Active Yale MFMU Research Studies
A Randomized Trial of Pessary in Singleton Pregnancies With a Short Cervix (TOPS)
The purpose of the study is to determine whether the Arabin pessary is a useful intervention of preterm birth at less than 37 weeks in women with a singleton gestation and a short cervix.
While cervical length is one of the most powerful predictors of subsequent preterm birth, the best treatment to reduce subsequent preterm birth remains unknown. This study is a randomized trial of women who have a singleton pregnancy and a short cervical length on transvaginal ultrasound as determined by a study-certified sonographer. It is being conducted at 12 clinical centers across the country and the recruitment target is enrollment of 850 pregnant women. Participants will be randomized to 1) Arabin pessary or 2) usual care as per by local hospital protocol. Pessary is a promising low-cost, non-surgical intervention that appears to be well-tolerated. The pessary will be placed by obstetric providers trained in appropriate placement of the Arabin pessary.
Yale HIC#: 2000025002
A Trial of Pessary and Progesterone for Preterm Prevention in Twin Gestation With a Short Cervix (PROSPECT)
This protocol outlines a randomized trial of 630 women evaluating the use of micronized vaginal progesterone or pessary versus control (placebo) to prevent early preterm birth in women carrying twins and with a cervical length of less than 30 millimeters.
Multiple gestation increases the risk of preterm delivery. Babies born preterm have increased rates of neonatal mortality and long-term neurodevelopmental morbidities. Short cervical length is known to be an important risk factor for spontaneous preterm birth and to occur more frequently in women with a twin gestation. Although there is no evidence that progesterone reduces the risk of preterm birth in multifetal gestation, there is evidence that progesterone reduces the risk of prematurity in singleton gestations complicated with a short cervix. The Arabin pessary has also been shown to reduce the risk of preterm birth among singletons with a short cervix, and in a secondary subgroup analysis of a recent study of the use of pessary in multiple gestations, women with a cervical length < 25th percentile had a significantly reduced risk of the primary composite neonatal adverse outcome. Secondary analysis of studies of vaginal progesterone in multiple gestation with a short cervix also suggest a possible beneficial effect on preterm delivery.

***

_PROBLEM DETAILS_
Answer these questions from the study listing:
(a) How many clinical centers across the country are running the TOPS trial?
(b) How many women does the PROSPECT trial plan to include?
(c) In the PROSPECT trial, what cervical length do the women carrying twins have?

Natural-language object grounding data
***

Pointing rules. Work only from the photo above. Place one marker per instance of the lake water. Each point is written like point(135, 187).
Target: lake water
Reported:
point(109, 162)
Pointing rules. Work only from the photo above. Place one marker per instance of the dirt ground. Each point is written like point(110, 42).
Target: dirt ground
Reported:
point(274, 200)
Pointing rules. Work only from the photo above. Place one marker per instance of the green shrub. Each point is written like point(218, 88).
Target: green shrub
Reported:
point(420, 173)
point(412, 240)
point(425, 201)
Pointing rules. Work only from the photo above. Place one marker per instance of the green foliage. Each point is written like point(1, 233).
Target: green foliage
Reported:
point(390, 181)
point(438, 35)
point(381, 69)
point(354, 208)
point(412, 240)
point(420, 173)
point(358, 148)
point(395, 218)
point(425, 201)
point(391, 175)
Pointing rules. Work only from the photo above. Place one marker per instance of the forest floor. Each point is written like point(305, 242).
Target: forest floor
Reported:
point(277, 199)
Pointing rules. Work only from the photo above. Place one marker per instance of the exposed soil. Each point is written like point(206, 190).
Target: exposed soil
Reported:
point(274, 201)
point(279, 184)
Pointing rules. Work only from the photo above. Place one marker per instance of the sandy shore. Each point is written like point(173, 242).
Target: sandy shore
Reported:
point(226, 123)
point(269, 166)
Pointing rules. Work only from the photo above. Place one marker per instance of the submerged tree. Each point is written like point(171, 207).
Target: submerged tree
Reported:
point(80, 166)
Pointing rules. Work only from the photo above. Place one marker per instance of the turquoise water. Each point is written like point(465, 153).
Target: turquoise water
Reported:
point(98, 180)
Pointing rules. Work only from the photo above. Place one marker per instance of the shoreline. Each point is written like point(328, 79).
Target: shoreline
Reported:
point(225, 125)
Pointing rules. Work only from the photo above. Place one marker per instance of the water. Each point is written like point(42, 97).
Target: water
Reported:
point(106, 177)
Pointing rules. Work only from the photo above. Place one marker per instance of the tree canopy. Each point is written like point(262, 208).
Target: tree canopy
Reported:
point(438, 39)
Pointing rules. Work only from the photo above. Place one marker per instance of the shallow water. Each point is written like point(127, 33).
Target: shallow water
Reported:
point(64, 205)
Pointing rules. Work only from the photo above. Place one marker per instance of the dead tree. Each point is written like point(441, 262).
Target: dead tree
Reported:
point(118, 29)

***

_SOLUTION_
(a) 12
(b) 630
(c) Less than 30 millimeters